§ **WHAT THE EXERCISE ASKS**
Exactly reproduce each entry, leaving out nothing.
***
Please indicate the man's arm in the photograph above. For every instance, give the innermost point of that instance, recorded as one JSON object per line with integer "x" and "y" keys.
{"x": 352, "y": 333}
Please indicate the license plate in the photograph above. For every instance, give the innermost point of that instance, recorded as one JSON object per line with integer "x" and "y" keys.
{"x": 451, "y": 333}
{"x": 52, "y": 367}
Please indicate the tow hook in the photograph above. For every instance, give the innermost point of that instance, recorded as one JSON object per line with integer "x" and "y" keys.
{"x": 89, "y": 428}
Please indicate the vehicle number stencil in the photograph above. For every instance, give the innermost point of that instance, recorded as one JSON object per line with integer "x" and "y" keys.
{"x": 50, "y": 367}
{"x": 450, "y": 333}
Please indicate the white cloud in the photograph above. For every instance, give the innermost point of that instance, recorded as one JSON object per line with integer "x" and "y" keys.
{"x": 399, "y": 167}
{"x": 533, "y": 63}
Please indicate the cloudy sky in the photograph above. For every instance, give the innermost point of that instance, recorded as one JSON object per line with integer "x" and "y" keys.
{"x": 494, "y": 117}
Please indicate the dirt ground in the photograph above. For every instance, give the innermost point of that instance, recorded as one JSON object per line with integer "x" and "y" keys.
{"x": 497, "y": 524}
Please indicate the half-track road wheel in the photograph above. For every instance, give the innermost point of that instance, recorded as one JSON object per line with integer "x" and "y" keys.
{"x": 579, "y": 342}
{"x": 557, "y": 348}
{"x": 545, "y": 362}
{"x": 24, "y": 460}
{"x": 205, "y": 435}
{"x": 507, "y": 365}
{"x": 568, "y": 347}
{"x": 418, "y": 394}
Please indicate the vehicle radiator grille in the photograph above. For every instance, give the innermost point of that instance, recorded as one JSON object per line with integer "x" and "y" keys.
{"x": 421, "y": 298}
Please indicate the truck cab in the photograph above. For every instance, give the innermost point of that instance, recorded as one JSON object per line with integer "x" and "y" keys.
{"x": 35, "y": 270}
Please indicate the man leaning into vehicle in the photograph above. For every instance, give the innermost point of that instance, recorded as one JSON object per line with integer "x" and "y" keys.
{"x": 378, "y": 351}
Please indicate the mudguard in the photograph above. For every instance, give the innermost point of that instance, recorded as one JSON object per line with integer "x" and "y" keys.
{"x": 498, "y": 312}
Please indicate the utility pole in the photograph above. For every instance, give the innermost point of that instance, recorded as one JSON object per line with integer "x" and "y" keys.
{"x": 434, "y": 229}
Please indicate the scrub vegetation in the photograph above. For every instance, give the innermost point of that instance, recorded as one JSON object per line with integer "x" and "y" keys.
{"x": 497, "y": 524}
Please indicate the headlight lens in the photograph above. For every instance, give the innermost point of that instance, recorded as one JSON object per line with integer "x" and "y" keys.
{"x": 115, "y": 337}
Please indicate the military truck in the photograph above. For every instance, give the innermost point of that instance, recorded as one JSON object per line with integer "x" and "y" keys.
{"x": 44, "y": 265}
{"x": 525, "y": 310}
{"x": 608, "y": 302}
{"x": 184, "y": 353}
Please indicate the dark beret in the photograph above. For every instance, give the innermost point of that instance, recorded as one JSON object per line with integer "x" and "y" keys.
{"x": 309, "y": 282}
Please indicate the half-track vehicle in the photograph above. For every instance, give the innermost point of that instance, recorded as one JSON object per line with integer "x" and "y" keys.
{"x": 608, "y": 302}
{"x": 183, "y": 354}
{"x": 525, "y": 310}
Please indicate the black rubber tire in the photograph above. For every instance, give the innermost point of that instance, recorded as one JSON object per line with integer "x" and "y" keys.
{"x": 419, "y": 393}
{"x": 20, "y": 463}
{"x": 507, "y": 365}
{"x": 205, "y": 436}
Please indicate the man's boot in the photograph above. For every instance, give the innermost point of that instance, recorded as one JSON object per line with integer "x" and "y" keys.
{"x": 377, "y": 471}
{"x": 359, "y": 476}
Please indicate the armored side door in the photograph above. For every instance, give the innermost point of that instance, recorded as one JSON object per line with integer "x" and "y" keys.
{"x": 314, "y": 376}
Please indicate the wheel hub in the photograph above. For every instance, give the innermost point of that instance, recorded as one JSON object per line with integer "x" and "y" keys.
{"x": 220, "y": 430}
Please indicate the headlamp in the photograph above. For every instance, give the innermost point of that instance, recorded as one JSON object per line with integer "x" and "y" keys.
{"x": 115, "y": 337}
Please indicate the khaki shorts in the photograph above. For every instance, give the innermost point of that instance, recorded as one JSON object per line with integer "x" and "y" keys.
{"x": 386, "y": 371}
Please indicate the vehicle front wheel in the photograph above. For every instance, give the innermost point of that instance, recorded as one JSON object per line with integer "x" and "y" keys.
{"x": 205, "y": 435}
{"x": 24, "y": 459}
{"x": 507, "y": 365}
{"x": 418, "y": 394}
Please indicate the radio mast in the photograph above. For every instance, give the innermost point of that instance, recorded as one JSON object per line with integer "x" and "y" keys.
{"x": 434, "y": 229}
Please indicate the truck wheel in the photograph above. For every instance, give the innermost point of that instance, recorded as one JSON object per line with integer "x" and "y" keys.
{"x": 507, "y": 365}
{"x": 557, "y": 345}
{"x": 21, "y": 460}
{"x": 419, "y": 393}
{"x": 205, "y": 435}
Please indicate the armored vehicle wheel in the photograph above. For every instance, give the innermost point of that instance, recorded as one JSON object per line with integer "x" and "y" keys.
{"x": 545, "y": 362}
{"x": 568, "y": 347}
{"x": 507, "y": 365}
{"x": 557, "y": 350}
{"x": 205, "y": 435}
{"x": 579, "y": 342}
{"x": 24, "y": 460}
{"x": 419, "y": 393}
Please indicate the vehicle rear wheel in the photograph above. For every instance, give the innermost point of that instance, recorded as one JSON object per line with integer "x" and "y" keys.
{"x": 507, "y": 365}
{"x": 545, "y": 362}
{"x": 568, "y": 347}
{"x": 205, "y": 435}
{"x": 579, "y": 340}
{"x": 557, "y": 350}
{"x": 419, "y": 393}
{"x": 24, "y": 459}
***
§ **CORRECT OUTPUT**
Please indicate the man's arm in the photograph above. For every instance, give the innermost point of that instance, recorded as one JSON object per line with integer "x" and "y" keys.
{"x": 352, "y": 333}
Please indicate the license plate in the photograph above. For every instance, give the innermost point of that instance, recorded as one JSON object per line with integer "x" and "y" keys.
{"x": 451, "y": 333}
{"x": 52, "y": 367}
Please indicate the tow hook in the photograph above. For every instance, give the innermost point of that instance, recorded as one JSON object per line with integer "x" and "y" keys.
{"x": 89, "y": 428}
Please indicate the vehicle number stencil in the photograph above. For every instance, give the innermost point of that instance, recorded as one JSON object per line with integer "x" and "y" keys.
{"x": 50, "y": 367}
{"x": 450, "y": 333}
Please indicate the white cloud in the photograph above. For every instance, give the innermost point of that instance, recorded as one JSON object per line with integer "x" and "y" keys.
{"x": 399, "y": 167}
{"x": 533, "y": 63}
Please indicate the cloudy sky in the photograph above. For every instance, give the innermost point of that instance, recorded as one JSON object per line with integer "x" and "y" keys.
{"x": 494, "y": 117}
Please indicate the dirt ground in the photograph above. For every instance, give the innermost point of that instance, recorded as one JSON object per line with integer "x" and "y" keys.
{"x": 497, "y": 524}
Please indicate the half-track road wheel in the photograph above. For every instance, give the innermost point of that instance, recorded as one JSON object per line with integer "x" and "y" keys.
{"x": 579, "y": 342}
{"x": 557, "y": 348}
{"x": 545, "y": 362}
{"x": 24, "y": 460}
{"x": 205, "y": 435}
{"x": 507, "y": 365}
{"x": 568, "y": 347}
{"x": 418, "y": 394}
Please indicate the vehicle radiator grille in the photograph above. For every instance, give the innermost point of that instance, recorded as one JSON object per line with integer "x" and "y" keys.
{"x": 421, "y": 298}
Please indicate the truck cab in the photograph above. For every instance, give the innermost point of that instance, recorded as one JSON object per line with integer "x" and "y" keys.
{"x": 35, "y": 270}
Please indicate the man leaning into vehicle in the photograph above. For every instance, give the innermost point of that instance, recorded as one JSON object per line with integer "x" and "y" keys.
{"x": 378, "y": 351}
Please indicate the mudguard in the photograph above. For every instance, give the innermost point of that instance, recorded as one JSON object per line with integer "x" and "y" keys.
{"x": 498, "y": 312}
Please indicate the utility pole in the photograph above. For every instance, give the innermost point of that instance, recorded as one JSON object per line with integer "x" and "y" keys.
{"x": 434, "y": 229}
Please indicate the scrub vegetation in the photograph above. For every instance, give the innermost point of that instance, recorded as one JSON object per line with integer "x" and "y" keys.
{"x": 497, "y": 524}
Please indicate the headlight lens in the photograph above. For every instance, give the innermost point of that instance, recorded as one JSON object per line with integer "x" and "y" keys.
{"x": 115, "y": 337}
Please indicate the military truck in the photograph above. For every instance, give the innermost point of that instance, recorded as one JSON object per line with integer "x" and "y" keys.
{"x": 44, "y": 265}
{"x": 525, "y": 310}
{"x": 608, "y": 302}
{"x": 184, "y": 353}
Please indicate the dark beret in the photograph above. For every instance, give the innermost point of that instance, recorded as one JSON object per line with integer "x" and "y" keys.
{"x": 309, "y": 282}
Please indicate the half-track vehicle in the photograph above. For every instance, give the innermost point of that instance, recorded as one JSON object per line with integer "x" and "y" keys.
{"x": 608, "y": 302}
{"x": 183, "y": 354}
{"x": 525, "y": 310}
Please indicate the black rubber tire in the photograph above. For every instance, give the innermost point of that instance, recorded as one JSON object per line with integer "x" and "y" keys.
{"x": 419, "y": 393}
{"x": 20, "y": 463}
{"x": 507, "y": 365}
{"x": 205, "y": 436}
Please indicate the man's boot in the photograph above. For every instance, give the innermost point of that instance, recorded as one JSON object per line with integer "x" and "y" keys.
{"x": 377, "y": 471}
{"x": 359, "y": 476}
Please indicate the armored side door in the photograph above. For every instance, give the innermost point of that instance, recorded as one JSON object per line with integer "x" and "y" keys.
{"x": 314, "y": 376}
Please indicate the wheel hub in the photograph above. For every instance, give the innermost point of that instance, recorded as one JSON object per line with integer "x" and "y" keys.
{"x": 220, "y": 430}
Please indicate the headlamp in the photograph above. For every instance, give the innermost point of that instance, recorded as one JSON object per line with integer "x" and "y" keys.
{"x": 115, "y": 337}
Please indicate the khaki shorts in the photograph above. For every instance, give the innermost point of that instance, recorded as one JSON object per line with integer "x" and "y" keys.
{"x": 386, "y": 371}
Please indicate the vehicle front wheel in the photograph above. For every instance, give the innermost point of that instance, recorded as one JSON object per line with integer "x" and "y" keys.
{"x": 205, "y": 435}
{"x": 24, "y": 459}
{"x": 507, "y": 365}
{"x": 418, "y": 394}
Please indicate the radio mast in the photograph above. For every instance, give the innermost point of that instance, recorded as one JSON object per line with integer "x" and "y" keys.
{"x": 434, "y": 229}
Please indicate the truck wheel in the photograph above. For every instance, give the innermost point of that instance, recorded as one JSON object per line with integer "x" and "y" keys.
{"x": 507, "y": 365}
{"x": 557, "y": 345}
{"x": 21, "y": 460}
{"x": 419, "y": 393}
{"x": 205, "y": 435}
Please indicate the armored vehicle wheel in the photograph above. For every instance, give the innermost point of that instance, recorded as one JSON object per line with integer "x" and "y" keys.
{"x": 545, "y": 362}
{"x": 568, "y": 347}
{"x": 507, "y": 365}
{"x": 557, "y": 350}
{"x": 205, "y": 435}
{"x": 579, "y": 342}
{"x": 24, "y": 460}
{"x": 419, "y": 393}
Please indicate the vehicle rear wheel in the photograph above. For every instance, give the innermost point of that instance, recorded as one JSON object per line with integer "x" and "y" keys.
{"x": 507, "y": 365}
{"x": 545, "y": 362}
{"x": 568, "y": 347}
{"x": 205, "y": 435}
{"x": 579, "y": 340}
{"x": 557, "y": 350}
{"x": 419, "y": 393}
{"x": 24, "y": 459}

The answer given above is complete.